▸ **Leestekst**:
--------
6 JUNI 2024. - Besluit van de Waalse Regering tot wijziging van het besluit van de Waalse Regering van 17 januari 2019 tot uitvoering van het decreet van 22 november 2018 betreffende het plan voor maatschappelijke cohesie wat betreft de aangelegenheden waarvan de uitoefening aan de Franse Gemeenschap is overgedragen
HOOFDSTUK I. - Algemene bepalingen
Art. 1
HOOFDSTUK II. - Wijzigingen in het besluit van de Waalse Regering van 17 januari 2019 tot uitvoering van het decreet van 22 november 2018 betreffende het plan voor maatschappelijke cohesie wat betreft de aangelegenheden waarvan de uitoefening aan de Franse Gemeenschap is overgedragen
Art. 2-20
HOOFDSTUK III. - Slotbepalingen.
Art. 21-22
HOOFDSTUK I. - Algemene bepalingen
Artikel 1. "Dit besluit regelt, overeenkomstig artikel 138 van de Grondwet, aangelegenheden bedoeld in de artikelen 127 en 128 van de Grondwet.
--------
▸ **Korte opgave**:
Zeg alsjeblieft bij elke uitspraak of die klopt met de leestekst, met ja of nee en de beslissende woorden uit de leestekst letterlijk geciteerd. (a) Het besluit dateert van 6 juni 2024. (b) Hoofdstuk III omvat de artikelen 2 tot en met 20. (c) Volgens artikel 1 regelt het besluit aangelegenheden uit de artikelen 127 en 128 van de Grondwet. De rijen staan los van de leestekst.

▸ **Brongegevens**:
--------
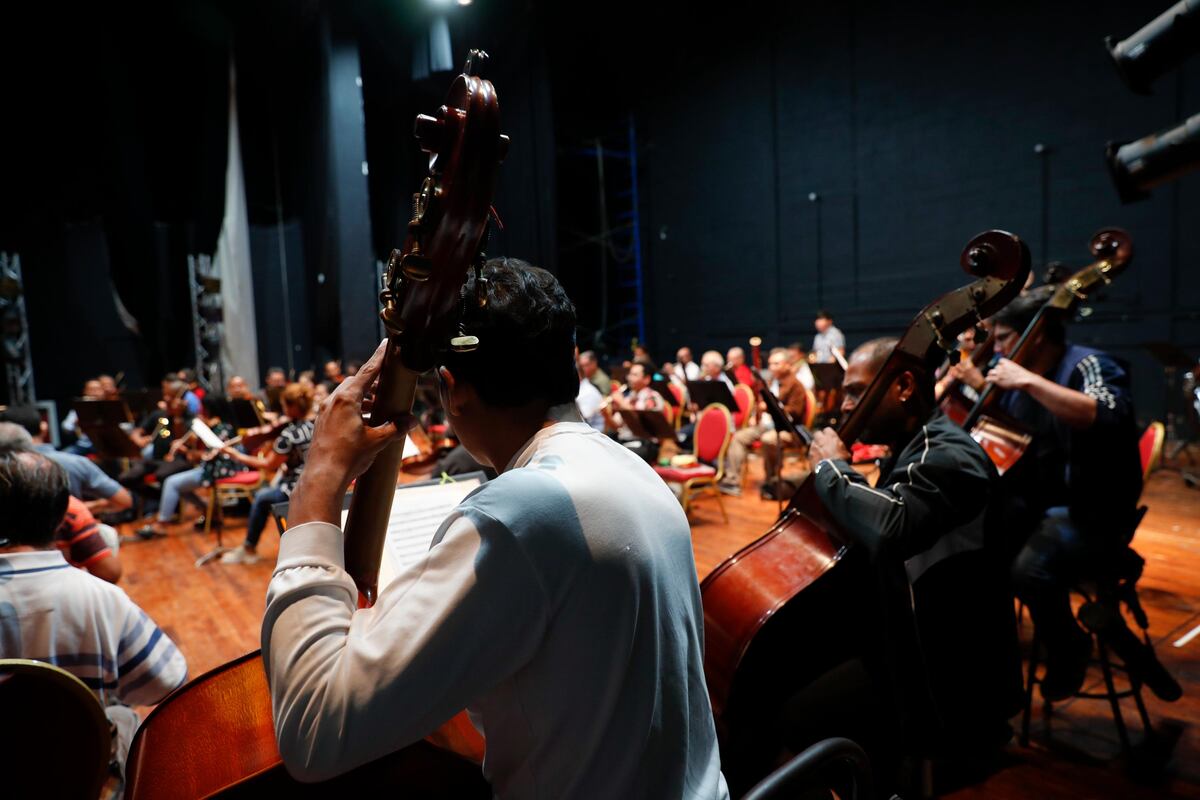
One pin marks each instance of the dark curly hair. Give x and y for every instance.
(528, 324)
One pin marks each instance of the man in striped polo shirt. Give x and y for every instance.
(53, 612)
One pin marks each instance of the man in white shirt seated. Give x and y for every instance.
(712, 367)
(53, 612)
(558, 602)
(589, 401)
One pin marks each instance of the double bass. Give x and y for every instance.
(216, 735)
(795, 603)
(1003, 439)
--------
▸ **Antwoord**:
(a) Ja: "6 JUNI 2024."
(b) Nee: "HOOFDSTUK III. - Slotbepalingen." en "Art. 21-22"
(c) Ja: "aangelegenheden bedoeld in de artikelen 127 en 128 van de Grondwet"